*REQUIRED WORK:*
What appears in the data must be reproduced exactly.

--- RECORDS SUPPLIED Enclosed Below ---

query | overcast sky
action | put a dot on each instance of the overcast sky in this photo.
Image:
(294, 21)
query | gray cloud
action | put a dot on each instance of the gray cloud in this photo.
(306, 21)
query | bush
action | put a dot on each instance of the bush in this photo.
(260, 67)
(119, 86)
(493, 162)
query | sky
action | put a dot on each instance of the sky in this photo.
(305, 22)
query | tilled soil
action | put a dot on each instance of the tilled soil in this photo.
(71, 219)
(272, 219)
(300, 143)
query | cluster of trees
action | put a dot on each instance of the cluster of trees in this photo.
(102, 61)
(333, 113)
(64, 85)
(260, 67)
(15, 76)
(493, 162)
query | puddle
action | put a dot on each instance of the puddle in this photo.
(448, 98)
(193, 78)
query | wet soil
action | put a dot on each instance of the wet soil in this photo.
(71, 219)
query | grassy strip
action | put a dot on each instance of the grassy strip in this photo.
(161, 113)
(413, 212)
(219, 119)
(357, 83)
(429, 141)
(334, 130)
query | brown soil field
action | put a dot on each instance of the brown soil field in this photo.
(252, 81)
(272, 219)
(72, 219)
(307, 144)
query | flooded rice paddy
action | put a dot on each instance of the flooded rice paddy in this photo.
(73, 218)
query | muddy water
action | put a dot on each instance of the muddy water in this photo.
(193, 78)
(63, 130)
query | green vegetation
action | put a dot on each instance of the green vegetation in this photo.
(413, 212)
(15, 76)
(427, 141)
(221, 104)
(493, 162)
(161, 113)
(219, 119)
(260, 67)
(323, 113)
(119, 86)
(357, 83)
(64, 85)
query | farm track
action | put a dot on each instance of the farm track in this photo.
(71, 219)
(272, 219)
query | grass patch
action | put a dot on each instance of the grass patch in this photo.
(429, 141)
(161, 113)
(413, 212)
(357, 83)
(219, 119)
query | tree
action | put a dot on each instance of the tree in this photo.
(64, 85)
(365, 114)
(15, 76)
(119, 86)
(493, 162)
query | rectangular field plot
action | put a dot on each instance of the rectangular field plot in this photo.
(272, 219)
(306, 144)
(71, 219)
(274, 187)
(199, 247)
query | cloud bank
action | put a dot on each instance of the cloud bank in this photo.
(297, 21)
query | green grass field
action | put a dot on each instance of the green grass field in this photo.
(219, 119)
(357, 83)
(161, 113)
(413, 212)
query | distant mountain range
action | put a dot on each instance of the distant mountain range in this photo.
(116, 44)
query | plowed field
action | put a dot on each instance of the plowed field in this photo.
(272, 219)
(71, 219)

--- End of Enclosed RECORDS SUPPLIED ---

*COMPLETED EXERCISE:*
query | overcast sky
action | put a dot on each instance of the overcast sky in this photo.
Image:
(294, 21)
query | gray cloud
action | put a dot on each instance of the gray cloud in this photo.
(306, 21)
query | bush
action | put a dot on each instance of the bush in this photo.
(260, 67)
(119, 86)
(493, 162)
query | sky
action | put a dot on each instance of the sky in this photo.
(305, 22)
query | tilled soil
action | put a dot on each instance of the tilled soil in this photo.
(71, 219)
(272, 219)
(300, 143)
query | cluster of trees
action | put a dot on each instance of the cluster of trees in this photo.
(102, 61)
(333, 113)
(64, 85)
(260, 67)
(15, 76)
(493, 162)
query | puddle
action | put a dot on each instance of the puddle in this photo.
(448, 98)
(193, 78)
query | wet soil
action | put a dot on each instance of the wet soil in this photo.
(71, 219)
query | grassy strip
action | put a dot on each instance of the grassy strip in this photo.
(161, 113)
(413, 212)
(219, 119)
(357, 83)
(429, 141)
(334, 130)
query | brown soil field
action | put a dot on each instance of the brown soil field in this photo.
(252, 81)
(272, 219)
(72, 219)
(307, 144)
query | flooded rice paddy
action | put a dot on each instance of the flooded rice paddy in this photo.
(73, 218)
query | muddy water
action | put a dot on each instance of the muddy water in this photo.
(193, 78)
(63, 130)
query | green vegetation
action | put a dot on each instance of the green vegetation in this photo.
(413, 212)
(15, 76)
(427, 141)
(221, 104)
(493, 162)
(161, 113)
(219, 119)
(260, 67)
(323, 113)
(119, 86)
(357, 83)
(64, 85)
query | farm track
action | put a dot on each instance of the farm track in this photo.
(71, 219)
(272, 219)
query | grass patch
action | put a dot on each instance of the grass patch in this photo.
(429, 141)
(161, 113)
(413, 212)
(357, 83)
(219, 119)
query | tree
action | put a dot on each instance of the tree in this photo.
(64, 85)
(365, 114)
(15, 76)
(119, 86)
(493, 162)
query | rectangular field plot
action | put a dot on each instance of the rectangular field plot in this photo.
(272, 219)
(306, 144)
(71, 219)
(274, 187)
(199, 247)
query | cloud bank
action | put a dot on each instance of the cloud bank in this photo.
(297, 21)
query | green grass field
action | put a dot on each instance of the green grass field in this photo.
(219, 119)
(357, 83)
(161, 113)
(413, 212)
query | distant mountain range
action | put a dot on each instance of the distant mountain range in this photo.
(116, 44)
query | plowed field
action | put a dot on each instance of the plowed field in this photo.
(272, 219)
(71, 219)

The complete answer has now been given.